### Exercise aim
In the case study of the 45-year-old businessman, what condition was actually responsible for his changed behavior?

A Simple Case of Mania? A highly successful businessman, age 45, with no previous history of psychiatric disorder, began to act differently from his usual self. He seemed driven at work. His working hours gradually increased until finally he was sleeping only 2 to 3 hours a night; the rest of the time he worked. He became irritable and began to engage in uncharacteristic sprees of spending beyond his means.

Although he felt extremely productive and claimed he was doing the work of five men, the man’s boss felt otherwise. He was worried about the quality of that work, having observed several recent examples of poor business decisions. Finally, when the man complained of headaches, his boss insisted that he seek help. Source: Adapted from Jamieson & Wells,  1979 .

The case you have just read concerns a man who, on first glance, looks as if he might be having an episode of mania. In fact, he is suffering from four tumorous masses in his brain. Clues that this man has a brain disorder rather than a mood disorder include the facts that he is experiencing headaches at the same time as a major change in behavior and that he has no prior history of psychopathology (see Taylor, 2000 ). Clinicians always need to be alert to the possibility that brain impairment itself may be directly responsible for their patients’ symptoms. Failure to do so could result in serious diagnostic errors, as when a clinician falsely attributes a mood change to psychological causes and fails to consider a neuropsychological origin such as a brain tumor.

### Material shown
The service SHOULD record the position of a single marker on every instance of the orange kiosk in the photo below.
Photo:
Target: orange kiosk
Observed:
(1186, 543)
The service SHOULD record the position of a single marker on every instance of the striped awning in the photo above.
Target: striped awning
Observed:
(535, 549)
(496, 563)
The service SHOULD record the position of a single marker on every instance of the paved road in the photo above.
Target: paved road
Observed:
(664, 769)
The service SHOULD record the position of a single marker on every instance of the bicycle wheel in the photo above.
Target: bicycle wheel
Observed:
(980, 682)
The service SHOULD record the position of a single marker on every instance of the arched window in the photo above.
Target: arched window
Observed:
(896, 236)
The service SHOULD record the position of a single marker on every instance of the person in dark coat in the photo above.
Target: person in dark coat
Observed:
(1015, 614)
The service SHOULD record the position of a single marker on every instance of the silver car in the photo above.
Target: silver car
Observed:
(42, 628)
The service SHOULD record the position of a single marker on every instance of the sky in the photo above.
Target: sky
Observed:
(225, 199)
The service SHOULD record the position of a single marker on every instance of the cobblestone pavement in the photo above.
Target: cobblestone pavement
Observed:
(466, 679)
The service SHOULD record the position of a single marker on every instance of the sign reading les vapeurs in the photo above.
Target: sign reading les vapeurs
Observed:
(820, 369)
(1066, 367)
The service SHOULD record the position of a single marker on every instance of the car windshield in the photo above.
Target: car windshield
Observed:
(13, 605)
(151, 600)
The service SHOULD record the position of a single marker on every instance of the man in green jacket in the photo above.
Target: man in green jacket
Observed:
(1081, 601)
==
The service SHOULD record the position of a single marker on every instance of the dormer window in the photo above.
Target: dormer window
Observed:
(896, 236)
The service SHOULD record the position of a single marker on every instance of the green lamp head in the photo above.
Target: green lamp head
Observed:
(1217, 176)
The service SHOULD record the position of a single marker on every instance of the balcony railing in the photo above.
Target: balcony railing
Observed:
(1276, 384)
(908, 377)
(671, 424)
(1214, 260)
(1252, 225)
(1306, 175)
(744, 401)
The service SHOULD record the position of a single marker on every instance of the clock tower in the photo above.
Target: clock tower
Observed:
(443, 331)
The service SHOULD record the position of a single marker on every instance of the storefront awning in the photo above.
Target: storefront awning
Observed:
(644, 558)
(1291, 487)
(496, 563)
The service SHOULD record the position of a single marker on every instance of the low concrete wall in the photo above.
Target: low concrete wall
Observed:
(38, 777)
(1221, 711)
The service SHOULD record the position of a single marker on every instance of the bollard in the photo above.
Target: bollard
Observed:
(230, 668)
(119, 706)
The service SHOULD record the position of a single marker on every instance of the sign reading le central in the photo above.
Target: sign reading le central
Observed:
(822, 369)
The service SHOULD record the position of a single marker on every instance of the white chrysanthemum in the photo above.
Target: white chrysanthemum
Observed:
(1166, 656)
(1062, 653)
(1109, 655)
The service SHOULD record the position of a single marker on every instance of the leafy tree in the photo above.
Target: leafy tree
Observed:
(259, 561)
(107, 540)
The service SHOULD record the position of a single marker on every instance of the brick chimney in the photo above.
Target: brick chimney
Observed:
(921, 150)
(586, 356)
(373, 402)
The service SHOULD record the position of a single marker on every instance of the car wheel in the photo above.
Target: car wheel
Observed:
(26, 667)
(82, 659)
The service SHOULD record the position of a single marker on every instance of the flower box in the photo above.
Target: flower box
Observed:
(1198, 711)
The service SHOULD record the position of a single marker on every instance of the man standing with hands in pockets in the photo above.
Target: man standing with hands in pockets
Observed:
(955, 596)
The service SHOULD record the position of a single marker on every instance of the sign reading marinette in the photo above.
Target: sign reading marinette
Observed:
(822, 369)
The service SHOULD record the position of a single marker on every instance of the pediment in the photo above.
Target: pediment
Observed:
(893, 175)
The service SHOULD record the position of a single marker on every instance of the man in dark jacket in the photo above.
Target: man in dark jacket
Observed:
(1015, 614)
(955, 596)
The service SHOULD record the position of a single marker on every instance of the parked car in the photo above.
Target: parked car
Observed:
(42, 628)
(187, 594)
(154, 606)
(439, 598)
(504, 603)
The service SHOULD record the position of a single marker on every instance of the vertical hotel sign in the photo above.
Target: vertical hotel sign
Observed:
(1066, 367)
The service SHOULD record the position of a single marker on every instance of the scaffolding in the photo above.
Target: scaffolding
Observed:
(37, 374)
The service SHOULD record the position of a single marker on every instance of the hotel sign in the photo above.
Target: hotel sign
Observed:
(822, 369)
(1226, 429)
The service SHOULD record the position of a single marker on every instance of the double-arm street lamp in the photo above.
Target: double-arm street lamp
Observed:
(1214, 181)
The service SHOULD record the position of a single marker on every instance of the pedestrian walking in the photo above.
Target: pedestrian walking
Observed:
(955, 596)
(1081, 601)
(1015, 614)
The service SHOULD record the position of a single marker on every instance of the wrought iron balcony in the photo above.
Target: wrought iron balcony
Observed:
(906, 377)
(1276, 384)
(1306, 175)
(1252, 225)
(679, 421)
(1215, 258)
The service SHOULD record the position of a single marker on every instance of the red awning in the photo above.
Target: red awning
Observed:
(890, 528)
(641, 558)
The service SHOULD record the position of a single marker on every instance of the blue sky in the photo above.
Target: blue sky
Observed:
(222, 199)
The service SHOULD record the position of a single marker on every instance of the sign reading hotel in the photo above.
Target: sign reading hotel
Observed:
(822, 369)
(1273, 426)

### Output
He had four tumorous masses in his brain.